start READING TEXT

Dear Frank,
You're probably running into this on a RHEL8 derivative?
Intel MPI 2019 update 5 is known to be broken on those OS versions, see
https://github.com/easybuilders/easybuild-easyconfigs/issues/11762 .
The best way to handle this is probably to use a custom intel-2019b.eb
that uses Intel MPI 2019 update 7, which should work...
regards,
Kenneth
On 17/02/2022 09:52, Heckes, Frank wrote:
Hi all,
I didn’t find a solution for my problem neither in the mail archive nor
via google.
I tried to build intel-2019b.eb. The process runs successful till it
reaches the sanity check
== sanity checking...
== ... (took 1 secs)
== FAILED: Installation ended unsuccessfully (build directory:
/opt/local/easybuild/build/impi/2018.5.288/iccifort-2019.5.281): build
failed (first 300 chars): Sanity check failed: sanity check command
mpirun -n 36
/opt/local/easybuild/build/impi/2018.5.288/iccifort-2019.5.281/mpi_test
exited with code 11 (output:
As the iccifort-2019.5.281 is already available I loaded this module in
another session. Starting the test manually leads to the errors below
(see ‘Errors without FI- environment variables’)

end READING TEXT
start INFORMATION GIVEN

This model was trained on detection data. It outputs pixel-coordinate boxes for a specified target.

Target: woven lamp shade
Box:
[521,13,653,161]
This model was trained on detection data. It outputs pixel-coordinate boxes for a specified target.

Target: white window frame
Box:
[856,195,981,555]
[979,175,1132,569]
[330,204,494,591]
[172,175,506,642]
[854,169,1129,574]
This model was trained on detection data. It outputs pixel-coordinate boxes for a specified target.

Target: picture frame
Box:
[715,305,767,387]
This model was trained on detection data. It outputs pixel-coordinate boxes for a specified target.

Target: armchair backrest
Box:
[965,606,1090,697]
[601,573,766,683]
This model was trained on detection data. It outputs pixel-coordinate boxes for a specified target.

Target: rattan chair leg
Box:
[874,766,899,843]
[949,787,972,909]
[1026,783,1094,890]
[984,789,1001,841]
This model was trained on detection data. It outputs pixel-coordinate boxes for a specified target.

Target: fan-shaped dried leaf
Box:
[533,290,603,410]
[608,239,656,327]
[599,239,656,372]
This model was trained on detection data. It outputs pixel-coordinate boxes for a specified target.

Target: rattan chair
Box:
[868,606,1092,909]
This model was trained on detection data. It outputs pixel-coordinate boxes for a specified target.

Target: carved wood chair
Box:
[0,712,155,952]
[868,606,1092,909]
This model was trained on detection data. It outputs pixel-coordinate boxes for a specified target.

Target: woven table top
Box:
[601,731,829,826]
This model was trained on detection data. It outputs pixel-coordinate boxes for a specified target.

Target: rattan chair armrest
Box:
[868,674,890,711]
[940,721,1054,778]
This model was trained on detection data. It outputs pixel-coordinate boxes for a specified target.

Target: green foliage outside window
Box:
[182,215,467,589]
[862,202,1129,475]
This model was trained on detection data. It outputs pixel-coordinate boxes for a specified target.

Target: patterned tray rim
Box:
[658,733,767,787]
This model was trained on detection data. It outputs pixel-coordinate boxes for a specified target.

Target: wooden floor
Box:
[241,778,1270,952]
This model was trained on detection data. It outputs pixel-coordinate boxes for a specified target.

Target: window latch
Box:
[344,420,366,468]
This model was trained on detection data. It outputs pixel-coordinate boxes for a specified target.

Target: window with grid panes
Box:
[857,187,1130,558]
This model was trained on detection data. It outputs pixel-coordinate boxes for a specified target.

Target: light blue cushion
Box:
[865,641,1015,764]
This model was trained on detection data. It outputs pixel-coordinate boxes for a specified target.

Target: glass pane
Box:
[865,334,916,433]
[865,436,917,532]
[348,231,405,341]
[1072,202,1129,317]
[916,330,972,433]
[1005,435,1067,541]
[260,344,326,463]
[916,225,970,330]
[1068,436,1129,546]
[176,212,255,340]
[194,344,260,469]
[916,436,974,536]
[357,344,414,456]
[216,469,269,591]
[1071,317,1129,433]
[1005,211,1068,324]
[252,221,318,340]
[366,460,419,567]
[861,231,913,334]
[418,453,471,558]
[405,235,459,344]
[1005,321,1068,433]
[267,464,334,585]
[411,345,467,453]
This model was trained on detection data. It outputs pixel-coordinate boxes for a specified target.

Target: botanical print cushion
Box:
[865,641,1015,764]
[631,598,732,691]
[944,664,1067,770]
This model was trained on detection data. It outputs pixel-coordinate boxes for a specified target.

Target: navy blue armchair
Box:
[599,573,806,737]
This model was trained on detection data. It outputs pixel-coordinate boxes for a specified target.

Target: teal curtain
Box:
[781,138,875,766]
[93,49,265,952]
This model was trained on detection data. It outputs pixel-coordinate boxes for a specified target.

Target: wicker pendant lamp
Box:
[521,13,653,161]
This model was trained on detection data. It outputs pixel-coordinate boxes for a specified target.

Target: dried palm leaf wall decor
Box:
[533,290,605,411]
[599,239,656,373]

end INFORMATION GIVEN
start INFORMATION GIVEN

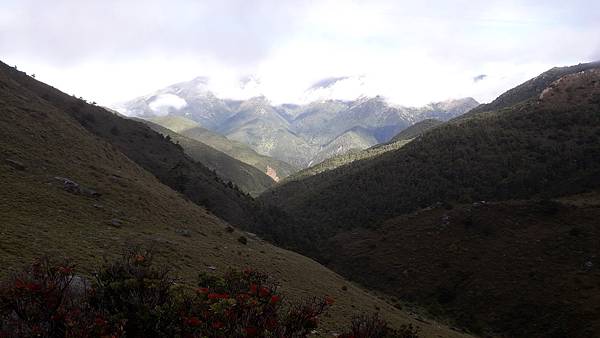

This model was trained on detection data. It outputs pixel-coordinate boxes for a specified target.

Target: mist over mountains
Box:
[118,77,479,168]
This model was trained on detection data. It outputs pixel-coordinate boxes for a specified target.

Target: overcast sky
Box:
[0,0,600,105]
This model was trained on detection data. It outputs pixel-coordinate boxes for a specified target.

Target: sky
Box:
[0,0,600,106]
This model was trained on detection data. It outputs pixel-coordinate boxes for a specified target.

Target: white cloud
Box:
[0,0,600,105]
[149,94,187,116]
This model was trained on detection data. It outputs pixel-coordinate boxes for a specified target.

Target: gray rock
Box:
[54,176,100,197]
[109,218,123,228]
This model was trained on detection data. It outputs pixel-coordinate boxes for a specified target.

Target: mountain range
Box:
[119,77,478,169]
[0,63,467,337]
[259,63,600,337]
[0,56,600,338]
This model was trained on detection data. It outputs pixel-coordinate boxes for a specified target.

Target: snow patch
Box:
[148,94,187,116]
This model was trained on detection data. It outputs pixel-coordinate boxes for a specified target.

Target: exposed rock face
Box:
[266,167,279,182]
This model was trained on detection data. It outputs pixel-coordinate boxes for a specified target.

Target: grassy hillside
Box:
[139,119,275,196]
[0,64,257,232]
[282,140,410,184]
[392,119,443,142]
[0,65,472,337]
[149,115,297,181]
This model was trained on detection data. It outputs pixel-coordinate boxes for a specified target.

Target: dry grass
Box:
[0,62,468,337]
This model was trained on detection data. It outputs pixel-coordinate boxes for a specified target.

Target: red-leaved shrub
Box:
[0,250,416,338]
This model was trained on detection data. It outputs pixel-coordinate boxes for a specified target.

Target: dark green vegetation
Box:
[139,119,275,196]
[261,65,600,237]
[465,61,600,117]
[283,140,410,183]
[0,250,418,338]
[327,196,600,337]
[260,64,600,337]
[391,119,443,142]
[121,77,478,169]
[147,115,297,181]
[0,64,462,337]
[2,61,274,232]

end INFORMATION GIVEN

PROMPT 1 | Restate word for word the part of the Intel MPI build thread that begins at the words "The best way" and stops after "(took 1 secs)".
PROMPT 2 | Supply the next part of the Intel MPI build thread, picking up right after its last line.

RESULT 1 |
The best way to handle this is probably to use a custom intel-2019b.eb
that uses Intel MPI 2019 update 7, which should work...
regards,
Kenneth
On 17/02/2022 09:52, Heckes, Frank wrote:
Hi all,
I didn’t find a solution for my problem neither in the mail archive nor
via google.
I tried to build intel-2019b.eb. The process runs successful till it
reaches the sanity check
== sanity checking...
== ... (took 1 secs)

RESULT 2 |
Setting the env.var. export FI_PROVIDER=tcp fix the problem. Now the
test completes:
mpirun -np 36
/opt/local/easybuild/build/impi/2018.5.288/iccifort-2019.5.281/mpi_test
Hello world: rank 0 of 36 running on atlas52
Hello world: rank 1 of 36 running on atlas52
Hello world: rank 2 of 36 running on atlas52
. . .
By assigning verbs the error appears again (The node has a valid
ofedstack software, IP address assigned to HCA and is operational for
other MPI apps)
Two questions:
* How can I set-up the env. Variables so that eb will use them during
the test. (doing export FI_PROVIDER=…; eb intel2019b –robot doesn’t
help)
* Although I can see the verbs provider (running fi_info) I ran into
an error. Did I miss a dependency to intel MPI?
Many thanks in advance for any help and advise.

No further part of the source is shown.